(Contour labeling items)
======
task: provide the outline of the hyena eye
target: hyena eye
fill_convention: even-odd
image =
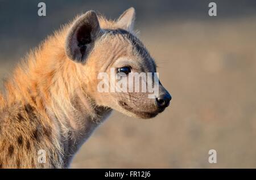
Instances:
[[[121,68],[118,68],[117,72],[123,72],[126,75],[127,75],[129,72],[131,72],[131,67],[125,66]]]

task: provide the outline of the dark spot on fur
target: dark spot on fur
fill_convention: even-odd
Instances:
[[[33,101],[34,104],[36,104],[36,98],[35,96],[31,96],[32,101]]]
[[[20,114],[20,113],[18,114],[17,118],[19,122],[22,122],[24,119],[22,115]]]
[[[30,142],[28,140],[27,142],[26,147],[27,150],[30,150],[31,148]]]
[[[35,121],[37,119],[36,114],[35,114],[35,108],[31,106],[29,104],[24,106],[24,109],[31,121]]]
[[[19,145],[22,146],[22,145],[23,144],[23,139],[22,138],[22,136],[20,135],[19,137],[18,137],[17,142],[18,142],[18,144]]]
[[[40,134],[39,131],[36,128],[35,130],[33,131],[32,136],[34,139],[35,139],[36,140],[39,141],[40,138]]]
[[[31,106],[30,104],[28,104],[25,105],[24,108],[25,108],[25,110],[28,114],[30,114],[33,113],[34,108],[33,108],[33,107],[32,107]]]
[[[17,168],[20,168],[20,161],[19,160],[19,158],[17,158],[16,164],[17,164]]]
[[[9,147],[8,148],[8,155],[9,155],[10,156],[13,156],[14,152],[14,148],[13,147],[13,145],[10,145]]]

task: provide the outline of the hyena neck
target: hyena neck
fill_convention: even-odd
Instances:
[[[112,110],[96,105],[87,92],[82,81],[85,72],[65,55],[63,32],[49,37],[31,53],[26,65],[15,69],[14,78],[6,86],[9,104],[22,100],[22,103],[30,104],[51,120],[67,167]]]

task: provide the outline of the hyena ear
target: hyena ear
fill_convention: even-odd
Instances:
[[[135,18],[135,9],[130,7],[119,17],[117,22],[117,25],[118,27],[122,29],[133,31]]]
[[[66,54],[76,62],[85,62],[100,32],[100,23],[95,12],[86,12],[75,21],[68,32],[65,41]]]

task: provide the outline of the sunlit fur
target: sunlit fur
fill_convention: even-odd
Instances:
[[[123,27],[102,16],[98,19],[103,35],[85,64],[65,54],[65,40],[72,22],[29,53],[5,82],[0,95],[0,168],[67,168],[112,109],[135,114],[119,107],[114,95],[99,94],[97,74],[108,71],[120,57],[137,59],[138,68],[144,66],[147,71],[155,71],[155,63],[147,52],[134,53],[125,36],[106,30]],[[142,55],[150,61],[141,63]],[[46,152],[45,164],[38,161],[41,149]]]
======
Reproduce all of the items above word for word, leaving out the image.

task: provide the outline of the hyena eye
target: hyena eye
fill_convention: even-odd
image =
Instances:
[[[121,68],[118,68],[117,72],[123,72],[126,75],[127,75],[129,72],[131,72],[131,67],[125,66]]]

task: provide the outline of the dark spot on fur
target: dark spot on fur
fill_convention: even-odd
Instances:
[[[33,101],[34,104],[36,104],[36,98],[35,96],[31,96],[32,101]]]
[[[20,114],[20,113],[18,114],[17,118],[19,122],[22,122],[24,119],[22,115]]]
[[[30,142],[28,140],[27,142],[26,147],[27,150],[30,150],[31,148]]]
[[[35,121],[37,119],[36,114],[35,114],[35,108],[31,106],[29,104],[24,106],[24,109],[31,121]]]
[[[19,145],[22,146],[22,145],[23,144],[23,139],[22,138],[22,136],[20,135],[19,137],[18,137],[17,142],[18,142],[18,144]]]
[[[40,134],[39,131],[36,128],[35,130],[33,131],[32,136],[34,139],[35,139],[36,140],[39,141],[40,138]]]
[[[31,106],[30,104],[28,104],[25,105],[24,108],[25,108],[25,110],[28,114],[30,114],[33,113],[34,108],[33,108],[33,107],[32,107]]]
[[[17,168],[20,168],[20,161],[19,160],[19,158],[17,158],[16,164],[17,164]]]
[[[9,147],[8,148],[8,155],[9,155],[10,156],[13,156],[14,152],[14,148],[13,147],[13,145],[10,145]]]

task: provide the outline of the hyena neck
target: hyena neck
fill_convention: even-odd
Instances:
[[[112,110],[96,105],[87,92],[82,81],[85,72],[65,55],[63,32],[49,37],[31,53],[26,65],[15,69],[14,78],[6,86],[9,104],[22,100],[22,103],[30,104],[51,120],[67,167]]]

task: provide the outline of the hyena ear
target: hyena ear
fill_convention: even-odd
Instances:
[[[135,18],[135,9],[130,7],[119,17],[117,22],[117,25],[118,27],[122,29],[133,31]]]
[[[66,54],[76,62],[85,62],[100,32],[100,23],[95,12],[86,12],[75,21],[68,32],[65,41]]]

task: provide the outline of the sunlit fur
target: sunlit fur
fill_convention: even-odd
Instances:
[[[123,27],[102,16],[98,19],[103,35],[85,64],[65,54],[65,40],[72,22],[29,53],[5,82],[0,95],[0,168],[67,168],[112,109],[135,114],[119,107],[114,95],[99,94],[97,74],[108,71],[120,57],[137,59],[138,68],[144,66],[147,71],[155,71],[155,63],[147,52],[134,53],[125,36],[106,30]],[[142,55],[150,61],[141,63]],[[46,152],[45,164],[38,161],[41,149]]]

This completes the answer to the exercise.